### THE DATA
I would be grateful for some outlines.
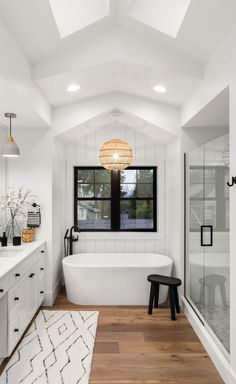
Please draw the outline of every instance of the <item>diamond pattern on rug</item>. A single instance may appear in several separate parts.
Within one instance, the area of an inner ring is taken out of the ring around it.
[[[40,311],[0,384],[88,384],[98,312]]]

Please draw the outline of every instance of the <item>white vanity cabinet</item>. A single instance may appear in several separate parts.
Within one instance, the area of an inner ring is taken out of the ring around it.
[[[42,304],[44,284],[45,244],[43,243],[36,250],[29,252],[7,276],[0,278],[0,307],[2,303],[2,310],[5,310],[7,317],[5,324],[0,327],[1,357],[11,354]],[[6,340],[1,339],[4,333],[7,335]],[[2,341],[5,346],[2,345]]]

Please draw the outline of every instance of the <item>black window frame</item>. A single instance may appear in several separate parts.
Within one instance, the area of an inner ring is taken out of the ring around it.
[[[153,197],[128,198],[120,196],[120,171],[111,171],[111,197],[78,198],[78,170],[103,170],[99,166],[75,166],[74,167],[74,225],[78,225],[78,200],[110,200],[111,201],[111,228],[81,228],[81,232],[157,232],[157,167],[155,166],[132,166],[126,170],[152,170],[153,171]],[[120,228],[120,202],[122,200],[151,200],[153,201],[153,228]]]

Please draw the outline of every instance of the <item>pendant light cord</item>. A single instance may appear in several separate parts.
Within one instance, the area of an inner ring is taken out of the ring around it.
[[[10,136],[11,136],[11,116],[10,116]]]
---
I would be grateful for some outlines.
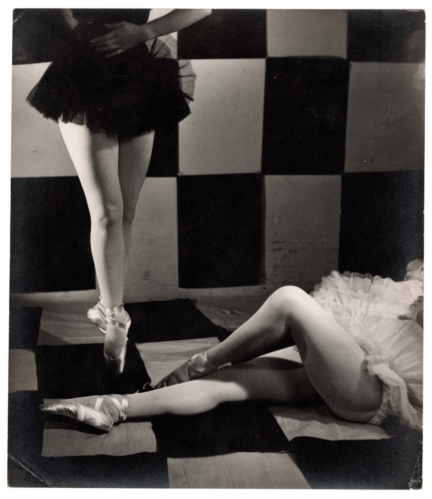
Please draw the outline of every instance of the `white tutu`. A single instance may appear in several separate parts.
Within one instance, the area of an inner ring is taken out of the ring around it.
==
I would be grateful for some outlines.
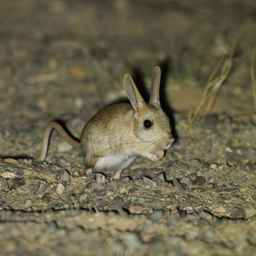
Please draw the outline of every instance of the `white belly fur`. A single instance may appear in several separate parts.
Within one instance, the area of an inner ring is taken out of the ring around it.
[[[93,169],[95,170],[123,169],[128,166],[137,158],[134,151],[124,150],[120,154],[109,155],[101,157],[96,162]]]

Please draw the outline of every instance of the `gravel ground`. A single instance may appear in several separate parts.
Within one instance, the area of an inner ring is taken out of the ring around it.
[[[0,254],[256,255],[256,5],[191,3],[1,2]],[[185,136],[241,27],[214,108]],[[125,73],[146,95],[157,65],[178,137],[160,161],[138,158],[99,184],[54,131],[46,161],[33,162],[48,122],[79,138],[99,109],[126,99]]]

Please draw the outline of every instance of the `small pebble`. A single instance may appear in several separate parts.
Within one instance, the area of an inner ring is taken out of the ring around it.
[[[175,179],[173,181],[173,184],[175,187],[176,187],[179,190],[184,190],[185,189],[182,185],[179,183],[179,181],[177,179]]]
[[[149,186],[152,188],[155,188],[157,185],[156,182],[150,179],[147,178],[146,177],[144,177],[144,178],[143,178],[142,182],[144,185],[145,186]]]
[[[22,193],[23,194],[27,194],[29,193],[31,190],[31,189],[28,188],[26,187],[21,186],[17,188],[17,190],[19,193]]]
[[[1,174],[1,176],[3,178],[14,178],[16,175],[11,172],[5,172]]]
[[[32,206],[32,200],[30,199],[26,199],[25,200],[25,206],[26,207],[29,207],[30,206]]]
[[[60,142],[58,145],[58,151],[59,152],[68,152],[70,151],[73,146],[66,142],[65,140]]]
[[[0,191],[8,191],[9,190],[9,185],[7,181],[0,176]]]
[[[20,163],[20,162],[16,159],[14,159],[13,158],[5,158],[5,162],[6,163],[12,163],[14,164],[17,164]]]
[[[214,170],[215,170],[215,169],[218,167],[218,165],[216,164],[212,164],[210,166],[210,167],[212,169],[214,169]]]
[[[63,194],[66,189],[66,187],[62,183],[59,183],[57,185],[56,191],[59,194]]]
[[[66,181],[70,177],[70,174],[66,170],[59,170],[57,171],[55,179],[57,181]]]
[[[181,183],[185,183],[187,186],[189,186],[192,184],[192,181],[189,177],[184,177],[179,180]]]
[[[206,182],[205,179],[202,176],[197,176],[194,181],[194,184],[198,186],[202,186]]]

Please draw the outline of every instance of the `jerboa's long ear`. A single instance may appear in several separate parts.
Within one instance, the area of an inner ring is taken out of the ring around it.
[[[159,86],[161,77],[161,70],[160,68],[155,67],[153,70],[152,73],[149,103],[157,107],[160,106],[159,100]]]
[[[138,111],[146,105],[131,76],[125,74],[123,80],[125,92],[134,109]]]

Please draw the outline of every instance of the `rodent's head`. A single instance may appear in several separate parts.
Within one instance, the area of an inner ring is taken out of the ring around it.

### TASK PROMPT
Select from the material above each line that contains any of the strings "several" and copy those lines.

### RESULT OF THIS EXERCISE
Please draw the outline of every instance of the <item>diamond pattern on rug</item>. A single instance may appear in several separate parts.
Please draw the outline of every instance of the <item>white vanity cabinet</item>. A single instance may appear in several separate parts.
Please draw the outline of every instance of the <item>black window frame</item>. A single instance may appear in several separate parts.
Please draw the outline of every instance of the <item>pendant light cord</item>. A single instance may appear in several separate parts.
Please draw the outline of every instance of the `white tutu`. A single instance may appear in several separate parts.
Please draw the outline of every instance of the `white belly fur`. A single instance may appear in several separate parts.
Please draw the outline of every instance of the `gravel ground`. A single instance may appear in several separate parts.
Please draw the outline of every instance of the `small pebble`. A single instance may appear in several separate parts.
Please draw the outline of every instance of the `jerboa's long ear`. A single instance may appear in several separate parts.
Please draw the outline of every instance of the `rodent's head`. A single instance may appear in several separate parts.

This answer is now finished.